[Opening EXERCISE DATA section]
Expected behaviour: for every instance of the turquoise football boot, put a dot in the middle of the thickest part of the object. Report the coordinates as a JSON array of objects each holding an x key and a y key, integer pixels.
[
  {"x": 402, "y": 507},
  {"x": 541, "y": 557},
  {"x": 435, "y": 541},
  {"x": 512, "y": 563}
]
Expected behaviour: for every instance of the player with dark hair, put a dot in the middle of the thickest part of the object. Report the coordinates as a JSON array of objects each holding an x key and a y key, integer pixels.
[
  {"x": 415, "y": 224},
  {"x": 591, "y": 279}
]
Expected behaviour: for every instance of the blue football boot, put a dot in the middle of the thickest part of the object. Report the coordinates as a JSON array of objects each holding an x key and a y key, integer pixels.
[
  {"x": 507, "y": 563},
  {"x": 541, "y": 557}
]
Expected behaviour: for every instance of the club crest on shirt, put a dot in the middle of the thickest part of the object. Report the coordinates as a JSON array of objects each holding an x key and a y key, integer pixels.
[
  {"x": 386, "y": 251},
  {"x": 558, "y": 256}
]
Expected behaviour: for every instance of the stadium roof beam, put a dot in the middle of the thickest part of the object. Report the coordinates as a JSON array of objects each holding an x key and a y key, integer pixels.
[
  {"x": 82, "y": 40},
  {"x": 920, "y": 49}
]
[Closing EXERCISE DATA section]
● **BRIEF**:
Extract each entry in full, exactly as given.

● **EXERCISE OUTPUT**:
Expected behaviour: for every instance of the turquoise football boot, put a dot in the middle of the thickest part of the object. Report the coordinates as a JSON array of objects each holding an x key and a y key, integer pixels.
[
  {"x": 402, "y": 507},
  {"x": 541, "y": 557},
  {"x": 435, "y": 541},
  {"x": 512, "y": 563}
]
Expected behaviour: for every instance of the player with dark hair, put a dot in the middle of the thickest part of the object. Report the coordinates as a JSON array of objects each holding an x key and a y key, integer pixels.
[
  {"x": 415, "y": 224},
  {"x": 591, "y": 279}
]
Expected behaviour: for every instance of the blue football boot, put a dot in the middle of the thickest part of the object. Report the coordinates as a JSON array of objects each holding an x key and a y key, integer pixels.
[
  {"x": 507, "y": 563},
  {"x": 541, "y": 557}
]
Expected behaviour: for every instance of the club crest on shirt, put a dot in the middle of the thickest part of the object. Report the coordinates as a JSON array of objects each holding an x key and a y key, integer pixels.
[
  {"x": 386, "y": 251},
  {"x": 558, "y": 256}
]
Expected behaviour: for every instance of the stadium roof beam, put a dot in the middle of the thickest part of the object. Report the coordinates as a JSON array of objects each holding an x key and a y key, integer pixels.
[
  {"x": 82, "y": 40},
  {"x": 920, "y": 49}
]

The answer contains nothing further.